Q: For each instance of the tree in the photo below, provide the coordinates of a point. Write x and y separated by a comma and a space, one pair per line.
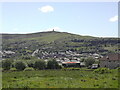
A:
89, 61
52, 64
40, 65
6, 64
19, 65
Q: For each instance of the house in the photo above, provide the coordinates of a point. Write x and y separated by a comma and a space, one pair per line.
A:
111, 61
71, 63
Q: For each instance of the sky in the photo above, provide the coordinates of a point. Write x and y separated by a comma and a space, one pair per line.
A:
99, 19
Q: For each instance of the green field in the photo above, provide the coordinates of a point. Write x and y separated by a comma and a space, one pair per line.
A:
59, 79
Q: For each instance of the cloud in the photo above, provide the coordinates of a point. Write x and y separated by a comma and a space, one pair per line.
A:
114, 19
46, 9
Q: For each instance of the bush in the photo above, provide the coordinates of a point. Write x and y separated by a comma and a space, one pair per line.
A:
28, 69
30, 64
102, 70
19, 65
89, 61
6, 64
40, 65
53, 64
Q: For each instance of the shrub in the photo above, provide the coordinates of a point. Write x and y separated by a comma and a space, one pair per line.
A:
30, 64
28, 69
89, 61
53, 64
102, 70
6, 64
40, 65
19, 65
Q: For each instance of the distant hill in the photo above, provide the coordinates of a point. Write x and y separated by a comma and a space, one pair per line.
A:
53, 41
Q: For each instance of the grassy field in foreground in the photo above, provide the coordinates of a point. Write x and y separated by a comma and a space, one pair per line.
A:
59, 79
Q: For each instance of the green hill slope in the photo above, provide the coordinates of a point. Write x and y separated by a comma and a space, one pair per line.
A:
53, 41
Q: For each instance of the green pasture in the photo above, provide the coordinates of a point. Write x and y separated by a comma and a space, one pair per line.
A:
59, 79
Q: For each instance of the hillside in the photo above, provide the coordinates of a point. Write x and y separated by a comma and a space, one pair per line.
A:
55, 42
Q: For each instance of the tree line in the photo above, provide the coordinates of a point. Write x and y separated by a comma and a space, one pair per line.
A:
37, 65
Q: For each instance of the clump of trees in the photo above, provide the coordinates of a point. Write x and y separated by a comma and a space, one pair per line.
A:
6, 64
19, 65
39, 65
53, 64
102, 70
89, 61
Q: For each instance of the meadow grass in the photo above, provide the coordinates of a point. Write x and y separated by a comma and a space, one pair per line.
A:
59, 79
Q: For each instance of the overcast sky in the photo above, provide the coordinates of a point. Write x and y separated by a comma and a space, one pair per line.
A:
84, 18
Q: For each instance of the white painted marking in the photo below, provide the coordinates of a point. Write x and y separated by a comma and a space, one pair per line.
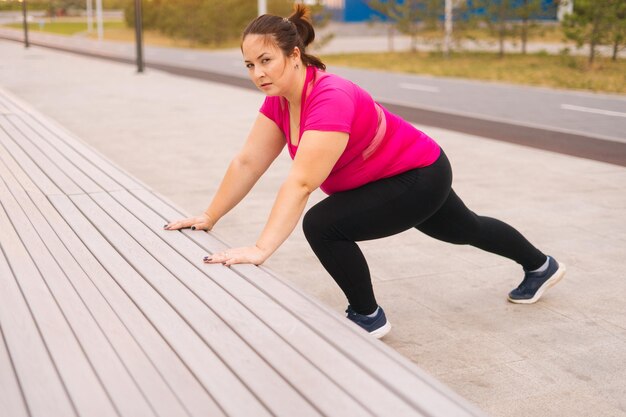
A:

-- -- --

What you need to do:
Write the listing again exactly, duplicating every line and skipping the pictures.

Reply:
Q: For each instance of the tree in the photo below, provide the coordinates of a point. Write x and y separated by a comma and a space, one pair per line.
A:
89, 61
52, 64
40, 65
6, 64
19, 65
Q: For each instance of the house in the photo above, provide the coordinates of a point. Write x and y separated by a comma and a space, one pair per line.
A:
111, 61
71, 63
Q: For each instance of the sky in the photo above, provide the coordinates of a point. Write x and y separated by a comma and a space, one pair per line.
A:
99, 19
Q: For each instance of the green field in the photo above, provide the coordinates of a point. Write x and y separated by a comma and a space, one pair per line.
A:
59, 79
Q: For each instance of the cloud in the photo above, provide the coordinates of a point. Write x and y separated by a comma and a space, one pair per line.
A:
114, 19
46, 9
Q: For each instance of the bush in the photo above, provide the coordinates of a point. Write x and y separated by a comma and a space, one pair per line.
A:
28, 69
30, 64
102, 70
19, 65
89, 61
6, 64
40, 65
53, 64
Q: For each instance of the shrub in the photo above, provide the coordinates of a point. Write x and y separated by a comma and a space, one pair per line.
A:
30, 64
28, 69
89, 61
53, 64
102, 70
6, 64
40, 65
19, 65
Q: For each instance of the distant hill in the photo above, provide the coordinates of a point. Write x and y separated by a comma and a space, one pair per line.
A:
53, 41
Q: For each instance of the grassy field in foreground in the photo above, provide the coordinates of a point. Write x and y separated by a comma and a space, one pair per line.
A:
59, 79
Q: For each instance of the green hill slope in the photo above, provide the coordinates of a point. Write x and y separated by a comma and a space, one pair per line.
A:
53, 41
Q: For each instance of the green pasture in the photo above, provide the coordinates of a point. Write x and y separated by a comma and a space, one pair per line.
A:
59, 79
Q: For each instance of the hillside in the photo above, provide the coordinates of a point. Write x and y separated by a comma and a space, one pair per line.
A:
55, 42
Q: For each instance of the tree line in the photo above, provide the coordinates of a point. Write x and y separated by a comma and a space, one pair per line.
A:
37, 65
Q: For each instance of the clump of trees in the photo above, provide the coordinates of a point. Write x and y separated by a comma and a space, one pair per line.
A:
6, 64
19, 65
39, 65
53, 64
102, 70
89, 61
Q: For each instance of the meadow grass in the photo above, provide the coordinates of a point. Write x and y separated by a comma and a space, one pair per line.
A:
59, 79
Q: For each instance of the overcast sky in the photo above, provide the coordinates of a point. Write x and y separated by a comma and a space, one pair per line.
A:
84, 18
Q: For each instance of the white painted marking in the photo below, provide the coordinates of a point. Write x and y separated by a comma and a space, one pair per line.
A:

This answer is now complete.